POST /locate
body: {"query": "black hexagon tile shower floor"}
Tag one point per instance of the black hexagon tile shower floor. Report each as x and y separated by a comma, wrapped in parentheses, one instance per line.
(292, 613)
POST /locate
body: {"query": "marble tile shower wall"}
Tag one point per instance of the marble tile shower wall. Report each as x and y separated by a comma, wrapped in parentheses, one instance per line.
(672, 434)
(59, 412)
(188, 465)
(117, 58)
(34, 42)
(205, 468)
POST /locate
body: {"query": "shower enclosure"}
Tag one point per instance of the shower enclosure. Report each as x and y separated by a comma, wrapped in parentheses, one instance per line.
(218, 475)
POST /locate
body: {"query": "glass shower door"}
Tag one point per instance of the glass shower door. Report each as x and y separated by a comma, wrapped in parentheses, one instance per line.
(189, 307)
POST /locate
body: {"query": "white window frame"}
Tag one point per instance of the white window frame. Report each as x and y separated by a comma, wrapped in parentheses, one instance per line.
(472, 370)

» **Aim of the exercise**
Copy out every line of the records above, requests included, and increase each x and y coordinate in the answers by 72.

» **Worked solution**
POST /locate
body: {"query": "black hexagon tile shower floor"}
Tag one point per instance of the black hexagon tile shower floor. Report each as x and y separated by a comma, wrapped in parentheses, one instance per line.
(364, 685)
POST /locate
body: {"query": "marble tile shower wall"}
Tag one point per instance of the marble tile shower wall. Report each as x and y separated by a comma, wrapped in parentheses, one instance per line.
(744, 506)
(131, 484)
(260, 537)
(189, 130)
(106, 114)
(277, 540)
POST /locate
body: {"query": "shower enclosure"}
Tag one point per instance of the shower enclosure. Report each as x and y separated by a comma, wrapped in parentheses, one instance per line.
(290, 547)
POST /locate
body: {"query": "glass shower door"}
Tag one point per instance of the glass shower door. Report each as x and y separated by a comma, wrapped in parentheses, one instance per line.
(261, 379)
POST /locate
body: {"query": "white window frame"}
Tag one point per instance of the white window frame. Report each as x and y separated by a comma, wrapped in parentheses, one instance per line.
(544, 442)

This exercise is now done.